[Text]
As you can see, the Poisson distribution underestimates the number of empty nests in the data, and overestimates the number of nests with either 1 or 2 eggs. To address this, you are asked to modify the implementation of the EM algorithm contained in the Reading "Sample code for EM example 1" so that you can fit a mixture between a point mass at zero and a Poisson distribution (we call this a "Zero-Inflated Poisson" distribution)
$$
f(x) = w \delta_0(x) + (1-w) \frac{e^{-\lambda} \lambda^x}{x!}, \quad x \in \{0, 1, 2, \ldots\}
$$ {#eq-zip-mixture}
where $w$ is the weight associated with the point mass at zero, $\lambda$ is the parameter of the Poisson distribution, and $\delta_0(x)$ represents the degenerate distribution placing all of its mass at zero.
- You then should run your algorithm with the data contained in `nestsize.csv` and report the values of the estimates that you obtained, rounded to two decimal places.
:::
::: {.callout-note}
### Grading overview
The code you generate should follow the same structure as "Sample code for EM example 1". Peer reviewers will be asked to check whether the different pieces of code have been adequately modified to reflect the fact that
1. you provided a reasonable initial point for you algorithm,
2. the observation-specific weights $v_i,k$ are computed correctly (E step),
3. the formulas for the maximum of the $Q$ functions are correct (M step),
4. the converge check is correct, and
5. the numerical values that you obtain are correct.

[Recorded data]
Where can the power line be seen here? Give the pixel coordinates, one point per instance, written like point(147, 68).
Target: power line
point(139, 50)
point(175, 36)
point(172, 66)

[What to do]
a - According to the text on the zero-inflated Poisson model, which nest counts does the Poisson distribution overestimate?
b - Lay out the records above as a two-column CSV with the columns request and answer, one row per request. Put each value in a single quoted field, with line breaks replaced by spaces.

[The answers]
a - It overestimates the number of nests with either 1 or 2 eggs.

b -
request,answer
"Where can the power line be seen here? Give the pixel coordinates, one point per instance, written like point(147, 68). Target: power line","point(139, 50) point(175, 36) point(172, 66)"